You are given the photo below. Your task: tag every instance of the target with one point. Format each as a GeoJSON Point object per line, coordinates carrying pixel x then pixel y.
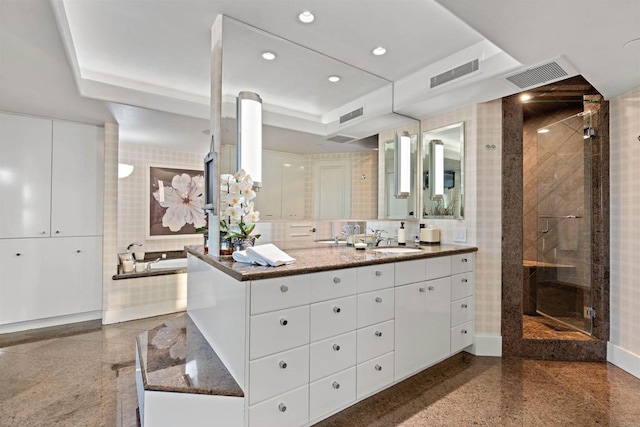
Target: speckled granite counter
{"type": "Point", "coordinates": [176, 357]}
{"type": "Point", "coordinates": [327, 257]}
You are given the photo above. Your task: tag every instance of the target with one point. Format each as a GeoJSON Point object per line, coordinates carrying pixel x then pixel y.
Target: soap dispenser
{"type": "Point", "coordinates": [402, 236]}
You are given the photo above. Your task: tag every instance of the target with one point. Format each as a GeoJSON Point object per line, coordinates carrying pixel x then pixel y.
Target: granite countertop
{"type": "Point", "coordinates": [327, 257]}
{"type": "Point", "coordinates": [176, 357]}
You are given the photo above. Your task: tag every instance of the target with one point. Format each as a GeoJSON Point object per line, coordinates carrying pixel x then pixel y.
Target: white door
{"type": "Point", "coordinates": [77, 180]}
{"type": "Point", "coordinates": [332, 189]}
{"type": "Point", "coordinates": [410, 318]}
{"type": "Point", "coordinates": [25, 176]}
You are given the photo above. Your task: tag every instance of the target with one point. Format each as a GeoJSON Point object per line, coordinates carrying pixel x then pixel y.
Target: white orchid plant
{"type": "Point", "coordinates": [237, 196]}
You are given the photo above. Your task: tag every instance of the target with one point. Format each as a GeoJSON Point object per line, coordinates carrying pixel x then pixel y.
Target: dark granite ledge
{"type": "Point", "coordinates": [175, 357]}
{"type": "Point", "coordinates": [325, 258]}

◆ Problem ◆
From the first line to the last, write out the data above exactly. Omit the pictures.

◆ Output for this exercise ◆
You are given the photo below. Your task: tag every instance of the target with one point. Format each as a GeoJSON Point object per line, coordinates carrying pixel x then pixel y.
Target: speckled granite counter
{"type": "Point", "coordinates": [176, 357]}
{"type": "Point", "coordinates": [327, 257]}
You are given the photo above. Your task: tag every instance of the target with one point. Format each as a GeoJSON Point object per line, coordinates carrying pixel x then pixel y.
Target: soap dispenser
{"type": "Point", "coordinates": [402, 236]}
You are given the photo above. Your task: tag every instance of the target with one point. Format each as a GeoJSON Point object per line, coordinates carrying pixel x then pixel y.
Target: granite countertop
{"type": "Point", "coordinates": [327, 257]}
{"type": "Point", "coordinates": [176, 357]}
You are given the photo above. Your task: tag every instance of the target with one point. Format each as a GeoJSON Point object per line, coordinates carrying pixel x then pixel y.
Target: white door
{"type": "Point", "coordinates": [77, 180]}
{"type": "Point", "coordinates": [332, 189]}
{"type": "Point", "coordinates": [410, 318]}
{"type": "Point", "coordinates": [25, 176]}
You are given the photo above. Your task: tag every instance of the target with one point. Format each as a GeoJSON Point object per line, coordinates carrying pixel x then pixel y.
Target: white orchid plant
{"type": "Point", "coordinates": [237, 196]}
You are given the photo above. Your task: tag every instance of the target with one point. Format each as a GeoJSON Point object per line, coordinates carrying pixel x then pixel y.
Target: dark granite ledge
{"type": "Point", "coordinates": [175, 357]}
{"type": "Point", "coordinates": [325, 258]}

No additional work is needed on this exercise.